__Stated task__. Copy the records below, replacing "whole pixels" with "integer pixels" everywhere it appears and leaving all other text unchanged.

__Source records__.

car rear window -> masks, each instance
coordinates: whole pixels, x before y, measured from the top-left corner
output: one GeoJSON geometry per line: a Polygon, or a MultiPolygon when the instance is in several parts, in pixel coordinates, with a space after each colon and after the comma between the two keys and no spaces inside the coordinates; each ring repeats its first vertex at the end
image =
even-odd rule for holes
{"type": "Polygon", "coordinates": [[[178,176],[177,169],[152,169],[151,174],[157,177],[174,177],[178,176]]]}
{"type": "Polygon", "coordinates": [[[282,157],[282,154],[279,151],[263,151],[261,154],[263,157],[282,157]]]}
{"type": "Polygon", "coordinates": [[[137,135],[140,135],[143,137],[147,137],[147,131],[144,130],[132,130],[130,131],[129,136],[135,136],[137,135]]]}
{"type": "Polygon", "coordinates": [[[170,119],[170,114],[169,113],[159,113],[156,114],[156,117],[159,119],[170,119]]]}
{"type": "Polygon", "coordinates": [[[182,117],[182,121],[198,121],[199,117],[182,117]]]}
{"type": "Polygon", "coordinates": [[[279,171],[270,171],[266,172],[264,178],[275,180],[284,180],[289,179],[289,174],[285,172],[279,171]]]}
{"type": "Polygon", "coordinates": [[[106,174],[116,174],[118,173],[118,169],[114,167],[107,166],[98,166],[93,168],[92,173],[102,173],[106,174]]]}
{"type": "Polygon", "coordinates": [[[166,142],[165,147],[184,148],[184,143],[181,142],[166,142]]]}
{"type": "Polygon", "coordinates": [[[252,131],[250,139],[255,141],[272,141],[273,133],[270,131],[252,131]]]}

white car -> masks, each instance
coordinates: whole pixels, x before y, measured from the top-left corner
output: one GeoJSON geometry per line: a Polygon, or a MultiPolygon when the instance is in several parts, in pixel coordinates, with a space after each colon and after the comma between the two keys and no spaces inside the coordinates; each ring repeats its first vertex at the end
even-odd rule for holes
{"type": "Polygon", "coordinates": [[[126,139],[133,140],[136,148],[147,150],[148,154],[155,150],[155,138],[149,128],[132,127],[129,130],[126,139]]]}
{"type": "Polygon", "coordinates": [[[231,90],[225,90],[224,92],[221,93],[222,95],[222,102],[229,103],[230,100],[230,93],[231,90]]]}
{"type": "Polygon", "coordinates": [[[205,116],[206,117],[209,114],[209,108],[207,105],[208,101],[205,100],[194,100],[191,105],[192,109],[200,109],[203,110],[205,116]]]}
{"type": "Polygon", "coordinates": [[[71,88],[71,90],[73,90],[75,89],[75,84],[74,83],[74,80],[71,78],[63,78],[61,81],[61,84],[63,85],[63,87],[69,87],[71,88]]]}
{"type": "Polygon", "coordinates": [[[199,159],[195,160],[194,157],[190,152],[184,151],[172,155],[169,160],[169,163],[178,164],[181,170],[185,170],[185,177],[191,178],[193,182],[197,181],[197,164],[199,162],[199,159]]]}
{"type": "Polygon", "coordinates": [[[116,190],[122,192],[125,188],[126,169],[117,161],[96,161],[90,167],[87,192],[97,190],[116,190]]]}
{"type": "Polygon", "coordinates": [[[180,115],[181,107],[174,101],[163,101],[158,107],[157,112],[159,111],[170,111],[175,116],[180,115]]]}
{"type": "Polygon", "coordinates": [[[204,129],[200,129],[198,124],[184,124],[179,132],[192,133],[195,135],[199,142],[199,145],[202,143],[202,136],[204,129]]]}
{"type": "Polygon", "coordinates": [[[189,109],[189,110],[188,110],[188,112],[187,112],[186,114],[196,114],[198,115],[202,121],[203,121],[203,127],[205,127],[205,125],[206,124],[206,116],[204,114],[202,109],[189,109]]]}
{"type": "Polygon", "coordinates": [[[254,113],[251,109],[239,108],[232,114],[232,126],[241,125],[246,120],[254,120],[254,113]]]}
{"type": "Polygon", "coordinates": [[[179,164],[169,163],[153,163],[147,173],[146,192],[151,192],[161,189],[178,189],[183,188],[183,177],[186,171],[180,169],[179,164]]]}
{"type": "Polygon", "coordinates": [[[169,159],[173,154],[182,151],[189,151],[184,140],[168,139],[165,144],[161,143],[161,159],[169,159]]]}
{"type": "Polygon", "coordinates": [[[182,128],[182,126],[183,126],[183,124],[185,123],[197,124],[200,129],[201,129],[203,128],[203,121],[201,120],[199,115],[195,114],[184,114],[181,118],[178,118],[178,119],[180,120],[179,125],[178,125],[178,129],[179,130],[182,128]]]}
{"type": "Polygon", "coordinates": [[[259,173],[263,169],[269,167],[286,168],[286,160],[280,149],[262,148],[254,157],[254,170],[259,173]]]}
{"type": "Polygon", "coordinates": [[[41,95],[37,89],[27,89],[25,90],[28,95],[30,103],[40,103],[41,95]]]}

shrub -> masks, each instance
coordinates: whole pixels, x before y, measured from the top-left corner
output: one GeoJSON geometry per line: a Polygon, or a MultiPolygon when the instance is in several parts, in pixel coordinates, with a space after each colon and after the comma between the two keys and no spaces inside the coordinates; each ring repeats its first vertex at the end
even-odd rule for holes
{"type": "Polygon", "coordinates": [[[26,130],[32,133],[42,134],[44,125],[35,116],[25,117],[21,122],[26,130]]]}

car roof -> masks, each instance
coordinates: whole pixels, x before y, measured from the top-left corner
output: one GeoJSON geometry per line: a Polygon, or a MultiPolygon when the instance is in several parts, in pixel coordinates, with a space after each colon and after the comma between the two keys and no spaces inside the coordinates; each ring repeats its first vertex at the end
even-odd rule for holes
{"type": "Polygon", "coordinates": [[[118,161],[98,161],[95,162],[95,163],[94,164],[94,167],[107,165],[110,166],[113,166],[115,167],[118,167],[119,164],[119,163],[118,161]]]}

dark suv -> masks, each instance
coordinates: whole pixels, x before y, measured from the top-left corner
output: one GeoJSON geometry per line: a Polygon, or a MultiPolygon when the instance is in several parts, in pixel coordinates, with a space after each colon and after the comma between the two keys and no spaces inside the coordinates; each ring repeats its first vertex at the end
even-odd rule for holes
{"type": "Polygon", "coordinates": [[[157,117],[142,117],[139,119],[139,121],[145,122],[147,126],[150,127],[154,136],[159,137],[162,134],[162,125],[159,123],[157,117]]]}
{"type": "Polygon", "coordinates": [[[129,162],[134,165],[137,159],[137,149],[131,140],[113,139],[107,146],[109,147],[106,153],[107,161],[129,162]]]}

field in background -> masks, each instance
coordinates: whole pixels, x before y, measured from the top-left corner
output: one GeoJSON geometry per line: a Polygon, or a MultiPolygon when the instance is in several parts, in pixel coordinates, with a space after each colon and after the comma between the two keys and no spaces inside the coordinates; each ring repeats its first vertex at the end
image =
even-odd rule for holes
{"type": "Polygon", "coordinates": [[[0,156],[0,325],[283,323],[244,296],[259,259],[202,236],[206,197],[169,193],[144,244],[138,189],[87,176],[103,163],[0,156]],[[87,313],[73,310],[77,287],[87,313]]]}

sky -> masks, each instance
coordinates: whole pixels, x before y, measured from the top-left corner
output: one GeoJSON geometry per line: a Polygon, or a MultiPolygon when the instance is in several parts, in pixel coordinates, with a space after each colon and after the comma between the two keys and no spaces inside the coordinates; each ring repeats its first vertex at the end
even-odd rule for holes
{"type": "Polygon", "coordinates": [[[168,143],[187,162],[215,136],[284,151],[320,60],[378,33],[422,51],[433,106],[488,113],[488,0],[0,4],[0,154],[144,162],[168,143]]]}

__Task output__.
car rear window -> masks, each instance
coordinates: integer pixels, x before y, measured from the top-left corner
output: one GeoJSON geometry per line: a Polygon, or a MultiPolygon when the instance is in several parts, in pixel coordinates, with a space after each colon and after the comma between the two keys and no spaces inside the coordinates; each ring repeats its first vertex at the end
image =
even-odd rule for holes
{"type": "Polygon", "coordinates": [[[178,176],[177,169],[152,169],[151,174],[157,177],[174,177],[178,176]]]}
{"type": "Polygon", "coordinates": [[[282,157],[282,154],[279,151],[263,151],[261,154],[263,157],[282,157]]]}
{"type": "Polygon", "coordinates": [[[137,135],[140,135],[143,137],[147,137],[147,131],[144,130],[132,130],[130,131],[129,136],[135,136],[137,135]]]}
{"type": "Polygon", "coordinates": [[[170,119],[170,114],[169,113],[159,113],[156,114],[156,117],[159,119],[170,119]]]}
{"type": "Polygon", "coordinates": [[[182,117],[182,121],[198,121],[199,117],[182,117]]]}
{"type": "Polygon", "coordinates": [[[279,171],[270,171],[266,172],[264,178],[275,180],[284,180],[289,179],[289,174],[285,172],[279,171]]]}
{"type": "Polygon", "coordinates": [[[106,174],[116,174],[118,173],[118,169],[114,167],[107,166],[98,166],[93,168],[92,173],[102,173],[106,174]]]}
{"type": "Polygon", "coordinates": [[[166,142],[165,147],[184,148],[184,143],[181,142],[166,142]]]}
{"type": "Polygon", "coordinates": [[[252,131],[250,139],[255,141],[272,141],[273,133],[270,131],[252,131]]]}

white car -> masks, each instance
coordinates: integer pixels, x before y, measured from the top-left corner
output: one GeoJSON geometry per line: a Polygon, or a MultiPolygon when the instance is in several parts, in pixel coordinates, with a space after each colon and after the comma between the two keys and no spaces inside the coordinates; each ring repeats its first vertex at the end
even-odd rule for holes
{"type": "Polygon", "coordinates": [[[126,139],[133,140],[136,148],[147,150],[148,154],[155,150],[155,138],[149,128],[132,127],[129,130],[126,139]]]}
{"type": "Polygon", "coordinates": [[[231,90],[225,90],[224,92],[221,93],[222,95],[222,102],[229,103],[230,100],[230,93],[231,90]]]}
{"type": "Polygon", "coordinates": [[[205,116],[206,117],[209,114],[209,108],[207,105],[208,101],[205,100],[194,100],[191,105],[192,109],[200,109],[203,110],[205,116]]]}
{"type": "Polygon", "coordinates": [[[71,88],[71,90],[73,90],[75,89],[75,84],[74,83],[74,80],[71,78],[63,78],[61,81],[61,84],[63,85],[63,87],[69,87],[71,88]]]}
{"type": "Polygon", "coordinates": [[[199,159],[195,160],[194,157],[190,152],[184,151],[172,155],[169,160],[169,163],[178,164],[181,170],[185,170],[185,177],[191,178],[193,182],[197,181],[197,164],[199,162],[199,159]]]}
{"type": "Polygon", "coordinates": [[[116,190],[122,192],[125,188],[126,169],[117,161],[96,161],[90,167],[87,192],[97,190],[116,190]]]}
{"type": "Polygon", "coordinates": [[[180,115],[181,107],[174,101],[163,101],[158,107],[157,112],[159,111],[170,111],[175,116],[180,115]]]}
{"type": "Polygon", "coordinates": [[[204,129],[200,129],[198,124],[184,124],[179,132],[192,133],[195,135],[199,142],[199,145],[202,143],[202,136],[204,129]]]}
{"type": "Polygon", "coordinates": [[[189,109],[189,110],[188,110],[188,112],[187,112],[186,114],[196,114],[198,115],[202,121],[203,121],[203,127],[205,127],[205,125],[206,124],[206,116],[204,114],[202,109],[189,109]]]}
{"type": "Polygon", "coordinates": [[[254,113],[251,109],[239,108],[232,114],[232,126],[241,125],[246,120],[254,120],[254,113]]]}
{"type": "Polygon", "coordinates": [[[179,164],[169,163],[153,163],[147,173],[146,192],[151,192],[161,189],[178,189],[183,188],[183,177],[186,171],[180,169],[179,164]]]}
{"type": "Polygon", "coordinates": [[[169,159],[173,154],[182,151],[189,151],[184,140],[168,139],[165,144],[161,143],[161,159],[169,159]]]}
{"type": "Polygon", "coordinates": [[[182,128],[182,126],[183,126],[183,124],[185,123],[197,124],[200,129],[201,129],[203,128],[203,121],[201,120],[199,115],[195,114],[184,114],[181,118],[178,118],[178,119],[180,120],[179,125],[178,125],[178,129],[179,130],[182,128]]]}
{"type": "Polygon", "coordinates": [[[259,173],[263,169],[269,167],[286,168],[286,160],[280,149],[262,148],[254,157],[254,170],[259,173]]]}
{"type": "Polygon", "coordinates": [[[41,95],[37,89],[27,89],[25,90],[28,95],[30,103],[40,103],[41,95]]]}

shrub -> masks, each instance
coordinates: integer pixels, x before y, measured from the top-left corner
output: one GeoJSON geometry per line: a Polygon, or a MultiPolygon when the instance is in several parts, in pixel coordinates, with a space after each colon and after the comma between the two keys and no spaces inside the coordinates; each ring repeats its first vertex at the end
even-odd rule for holes
{"type": "Polygon", "coordinates": [[[26,130],[32,133],[42,134],[44,125],[35,116],[25,117],[21,122],[26,130]]]}

car roof -> masks, each instance
coordinates: integer pixels, x before y, measured from the top-left corner
output: one GeoJSON geometry per line: a Polygon, or a MultiPolygon when the instance is in several parts, in pixel coordinates, with a space after each colon and after the comma between the two keys and no spaces inside the coordinates; each ring repeats its first vertex at the end
even-odd rule for holes
{"type": "Polygon", "coordinates": [[[118,161],[98,161],[95,162],[95,163],[94,164],[94,167],[107,165],[110,166],[113,166],[115,167],[118,167],[119,164],[119,163],[118,161]]]}

dark suv -> masks, each instance
coordinates: integer pixels, x before y, measured from the top-left corner
output: one GeoJSON geometry per line: a Polygon, or a MultiPolygon when the instance is in several parts, in pixel coordinates, with a space after each colon and after the comma between the two keys and no spaces inside the coordinates; each ring repeats its first vertex at the end
even-odd rule for holes
{"type": "Polygon", "coordinates": [[[157,117],[142,117],[139,119],[139,121],[145,122],[147,126],[150,127],[154,136],[159,137],[162,134],[162,125],[159,123],[157,117]]]}
{"type": "Polygon", "coordinates": [[[129,162],[134,165],[137,159],[137,149],[131,140],[113,139],[107,146],[109,147],[106,153],[107,161],[129,162]]]}

field in background -> masks, each instance
coordinates: integer pixels, x before y, measured from the top-left corner
output: one GeoJSON geometry per line: a Polygon, or a MultiPolygon when the instance is in several parts, in pixel coordinates, with a space after each colon and after the comma between the two keys and no spaces inside the coordinates; each ring repeats its first vertex at the end
image =
even-odd rule for holes
{"type": "Polygon", "coordinates": [[[0,156],[0,325],[283,323],[244,296],[259,259],[202,236],[206,197],[169,193],[144,244],[138,189],[87,176],[103,163],[0,156]],[[87,313],[73,310],[77,287],[87,313]]]}

sky -> masks, each instance
coordinates: integer pixels, x before y, measured from the top-left corner
output: one GeoJSON geometry per line: a Polygon, or a MultiPolygon when the instance is in several parts, in pixel coordinates, with a space after each colon and after the comma between the two keys and no spaces inside the coordinates; each ring repeats its first vertex at the end
even-odd rule for holes
{"type": "Polygon", "coordinates": [[[168,143],[187,162],[215,136],[284,151],[320,60],[378,33],[422,51],[433,106],[488,113],[488,0],[0,4],[0,154],[144,162],[168,143]]]}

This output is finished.